Start of STORED DATA

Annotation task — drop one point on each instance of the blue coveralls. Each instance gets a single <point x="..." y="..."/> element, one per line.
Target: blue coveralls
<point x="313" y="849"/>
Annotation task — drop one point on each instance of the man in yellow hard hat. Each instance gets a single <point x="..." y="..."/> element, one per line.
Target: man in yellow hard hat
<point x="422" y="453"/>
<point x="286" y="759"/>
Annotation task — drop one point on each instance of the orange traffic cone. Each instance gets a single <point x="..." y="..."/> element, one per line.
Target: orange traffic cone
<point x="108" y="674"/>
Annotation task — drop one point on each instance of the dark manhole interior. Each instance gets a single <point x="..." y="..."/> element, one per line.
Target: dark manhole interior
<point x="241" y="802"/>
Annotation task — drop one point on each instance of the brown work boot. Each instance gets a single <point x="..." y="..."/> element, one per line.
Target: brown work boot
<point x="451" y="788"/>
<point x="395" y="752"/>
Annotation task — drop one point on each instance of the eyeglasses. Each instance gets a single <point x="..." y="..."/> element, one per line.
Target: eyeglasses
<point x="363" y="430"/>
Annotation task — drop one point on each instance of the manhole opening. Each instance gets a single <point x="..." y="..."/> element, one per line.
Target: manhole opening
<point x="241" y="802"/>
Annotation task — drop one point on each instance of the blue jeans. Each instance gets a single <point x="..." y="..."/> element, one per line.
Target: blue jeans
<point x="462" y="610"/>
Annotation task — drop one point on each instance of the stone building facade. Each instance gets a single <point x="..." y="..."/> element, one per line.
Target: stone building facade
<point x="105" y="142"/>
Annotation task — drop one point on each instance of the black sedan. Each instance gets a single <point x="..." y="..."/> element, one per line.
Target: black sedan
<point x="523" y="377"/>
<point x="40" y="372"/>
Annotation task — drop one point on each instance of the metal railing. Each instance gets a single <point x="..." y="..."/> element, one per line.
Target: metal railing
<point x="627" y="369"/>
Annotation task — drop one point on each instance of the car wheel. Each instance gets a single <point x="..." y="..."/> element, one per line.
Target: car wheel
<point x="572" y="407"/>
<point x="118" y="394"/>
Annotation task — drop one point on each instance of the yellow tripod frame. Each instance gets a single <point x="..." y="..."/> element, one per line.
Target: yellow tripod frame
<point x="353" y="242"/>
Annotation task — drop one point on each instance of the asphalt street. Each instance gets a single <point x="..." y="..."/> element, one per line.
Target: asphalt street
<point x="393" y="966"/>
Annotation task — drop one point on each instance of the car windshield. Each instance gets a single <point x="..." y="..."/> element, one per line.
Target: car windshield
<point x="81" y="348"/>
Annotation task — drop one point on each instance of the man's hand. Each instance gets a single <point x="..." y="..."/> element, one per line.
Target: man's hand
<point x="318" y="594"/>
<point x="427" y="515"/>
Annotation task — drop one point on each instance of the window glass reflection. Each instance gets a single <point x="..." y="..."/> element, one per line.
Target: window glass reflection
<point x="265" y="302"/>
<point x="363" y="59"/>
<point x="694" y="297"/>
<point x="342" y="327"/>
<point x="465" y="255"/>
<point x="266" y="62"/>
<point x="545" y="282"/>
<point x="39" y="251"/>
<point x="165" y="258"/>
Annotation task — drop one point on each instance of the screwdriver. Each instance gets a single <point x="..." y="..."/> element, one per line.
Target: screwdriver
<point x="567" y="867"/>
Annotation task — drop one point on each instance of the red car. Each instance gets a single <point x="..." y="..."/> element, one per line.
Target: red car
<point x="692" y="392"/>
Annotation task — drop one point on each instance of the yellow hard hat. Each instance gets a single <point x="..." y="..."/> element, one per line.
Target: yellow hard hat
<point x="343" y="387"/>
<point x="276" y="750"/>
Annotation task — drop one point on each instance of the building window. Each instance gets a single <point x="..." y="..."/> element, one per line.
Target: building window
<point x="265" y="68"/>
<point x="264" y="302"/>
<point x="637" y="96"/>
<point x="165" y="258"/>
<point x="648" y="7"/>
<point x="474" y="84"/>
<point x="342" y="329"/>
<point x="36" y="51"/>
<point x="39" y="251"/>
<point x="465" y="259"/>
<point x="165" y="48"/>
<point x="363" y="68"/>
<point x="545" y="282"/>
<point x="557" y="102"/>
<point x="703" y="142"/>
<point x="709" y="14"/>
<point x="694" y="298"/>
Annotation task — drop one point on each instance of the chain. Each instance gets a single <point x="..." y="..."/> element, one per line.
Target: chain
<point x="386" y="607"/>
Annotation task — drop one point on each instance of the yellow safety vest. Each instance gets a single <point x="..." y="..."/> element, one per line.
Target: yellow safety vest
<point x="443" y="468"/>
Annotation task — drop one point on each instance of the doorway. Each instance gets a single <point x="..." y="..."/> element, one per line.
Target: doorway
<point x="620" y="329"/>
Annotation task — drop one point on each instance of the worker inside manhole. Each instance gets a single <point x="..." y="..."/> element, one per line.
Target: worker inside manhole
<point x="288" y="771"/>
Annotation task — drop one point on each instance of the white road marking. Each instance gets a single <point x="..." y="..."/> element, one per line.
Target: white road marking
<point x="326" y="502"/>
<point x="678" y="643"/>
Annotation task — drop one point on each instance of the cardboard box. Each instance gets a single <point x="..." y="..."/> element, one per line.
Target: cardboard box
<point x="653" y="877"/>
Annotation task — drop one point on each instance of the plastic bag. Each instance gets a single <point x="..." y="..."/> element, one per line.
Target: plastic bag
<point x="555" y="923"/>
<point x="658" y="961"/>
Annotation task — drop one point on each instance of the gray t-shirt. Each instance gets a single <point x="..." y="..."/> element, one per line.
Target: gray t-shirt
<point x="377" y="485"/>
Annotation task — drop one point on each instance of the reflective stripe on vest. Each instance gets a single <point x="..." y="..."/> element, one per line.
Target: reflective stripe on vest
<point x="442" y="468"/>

End of STORED DATA

*INSTRUCTIONS TO FOLLOW*.
Write out the whole listing once more, exactly as it reads.

*RESULT OF THIS EXERCISE*.
Annotation task — drop one point on each instance of the blue coveralls. Each instance gets a single <point x="..." y="..."/> element, one per line.
Target: blue coveralls
<point x="313" y="849"/>
Annotation task — drop one point on each instance of the man in yellow hard hat. Each instance gets a single <point x="..." y="..."/> element, one per line.
Target: man in yellow hard hat
<point x="422" y="453"/>
<point x="286" y="759"/>
Annotation task — drop one point on each instance of the orange traffic cone. Each instance gets a single <point x="..." y="..."/> element, one per line.
Target: orange traffic cone
<point x="108" y="674"/>
Annotation task — drop one point on each instance of the dark manhole interior. Each instance gets a single <point x="..." y="..."/> element, one per line.
Target: dark manhole interior
<point x="241" y="802"/>
Annotation task — drop one point on each instance of the brown work boot. Each instance gets a single <point x="..." y="..."/> element, one per line.
Target: brown work boot
<point x="451" y="788"/>
<point x="395" y="752"/>
Annotation task — drop one point on each instance of the eyeglasses. Each instance gets a single <point x="..." y="..."/> element, one per line.
Target: eyeglasses
<point x="363" y="430"/>
Annotation task — drop one point on each instance of the manhole opening. Each instance gets a single <point x="..." y="..."/> element, one per line.
Target: manhole opening
<point x="241" y="802"/>
Annotation task — drop one point on each instance of the blue jeans. Each instance gets a single <point x="..." y="..."/> element, one per line.
Target: blue jeans
<point x="462" y="610"/>
Annotation task — drop one point on each instance of the stone building facade. Each instance gets a single <point x="..." y="..."/> element, one per line.
Target: stone building facade
<point x="105" y="142"/>
Annotation task — drop one point on each instance of the black sedan. Each instance gets a single <point x="..." y="..."/> element, one per line.
Target: black sedan
<point x="523" y="377"/>
<point x="40" y="372"/>
Annotation task — drop one point on each instance of the metal railing. Each instance gets a single <point x="..." y="..."/> element, one per line.
Target: metal railing
<point x="627" y="369"/>
Annotation task — drop one point on each instance of the car wheel. Each instance gets a single <point x="..." y="..."/> element, one per line.
Target: car wheel
<point x="572" y="407"/>
<point x="118" y="394"/>
Annotation task — drop one point on each instance of the yellow tripod frame. Each instance gets a single <point x="..." y="..."/> element, one per line.
Target: yellow tripod frame
<point x="353" y="242"/>
Annotation task — drop one point on each instance of the asphalt street. Each instance gets a single <point x="..." y="..."/> element, one per line.
Target: asphalt street
<point x="393" y="966"/>
Annotation task — drop one point on each instance of the car windshield. Each instance gets a single <point x="..." y="..."/> element, one per line.
Target: car windshield
<point x="81" y="348"/>
Annotation task — drop one point on each instance of the man's hand. Each instance gets a single <point x="..." y="..."/> element, one per line.
Target: man's hand
<point x="318" y="594"/>
<point x="427" y="515"/>
Annotation task — drop one point on each instance of the window glass reflection. Each instance gets a single <point x="..." y="..."/> element, one per line.
Target: window glass reflection
<point x="265" y="302"/>
<point x="363" y="59"/>
<point x="694" y="297"/>
<point x="342" y="327"/>
<point x="465" y="255"/>
<point x="266" y="62"/>
<point x="545" y="282"/>
<point x="39" y="251"/>
<point x="165" y="258"/>
Annotation task — drop one point on each instance of the screwdriver. Each instance gets a single <point x="..." y="..."/> element, one per line.
Target: screwdriver
<point x="567" y="867"/>
Annotation task — drop one point on each instance of the red car. Each instance gets a single <point x="..." y="..."/> element, one per line.
Target: red car
<point x="692" y="392"/>
Annotation task — drop one point on each instance of the yellow hard hat. Each instance gets a single <point x="..." y="..."/> element, one per line.
Target: yellow hard hat
<point x="343" y="387"/>
<point x="276" y="750"/>
Annotation task — drop one point on each instance of the building window. Each instance gets a single <point x="..." y="..."/> element, one per line.
Target: building window
<point x="265" y="68"/>
<point x="264" y="302"/>
<point x="637" y="96"/>
<point x="165" y="258"/>
<point x="648" y="7"/>
<point x="474" y="84"/>
<point x="342" y="329"/>
<point x="36" y="51"/>
<point x="39" y="251"/>
<point x="465" y="259"/>
<point x="165" y="48"/>
<point x="363" y="68"/>
<point x="545" y="282"/>
<point x="557" y="102"/>
<point x="703" y="142"/>
<point x="709" y="14"/>
<point x="694" y="298"/>
Annotation task — drop one point on each instance of the chain. Each instance gets a single <point x="..." y="..."/> element, one per line.
Target: chain
<point x="386" y="607"/>
Annotation task — drop one point on each instance of the yellow safety vest. Each instance gets a single <point x="..." y="..."/> element, one per line.
Target: yellow safety vest
<point x="443" y="468"/>
Annotation task — drop one point on each instance of the doorway. Each instance gets a single <point x="..." y="..."/> element, one per line.
Target: doorway
<point x="620" y="329"/>
Annotation task — drop one point on each instance of the worker inside manhole. Each instance gets a single <point x="..." y="..."/> element, one per line.
Target: worker inside manhole
<point x="288" y="771"/>
Annotation task — drop one point on each instance of the white road marking. Each instance gets a single <point x="..." y="..."/> element, one per line.
Target: white road marking
<point x="326" y="502"/>
<point x="678" y="643"/>
Annotation task — drop one point on each instance of the cardboard box. Each instance gets a single <point x="..." y="..."/> element, one per line.
Target: cardboard box
<point x="653" y="877"/>
Annotation task — drop one point on each instance of the plastic bag. Each instance gets a single <point x="..." y="..."/> element, one per line.
Target: plastic bag
<point x="555" y="923"/>
<point x="658" y="961"/>
Annotation task — drop one point on each instance of the gray t-shirt. Each instance gets a single <point x="..." y="..."/> element, one per line.
Target: gray t-shirt
<point x="377" y="485"/>
Annotation task — drop one point on each instance of the reflective stripe on vest. Each instance gets a single <point x="..." y="..."/> element, one per line.
Target: reflective stripe on vest
<point x="442" y="468"/>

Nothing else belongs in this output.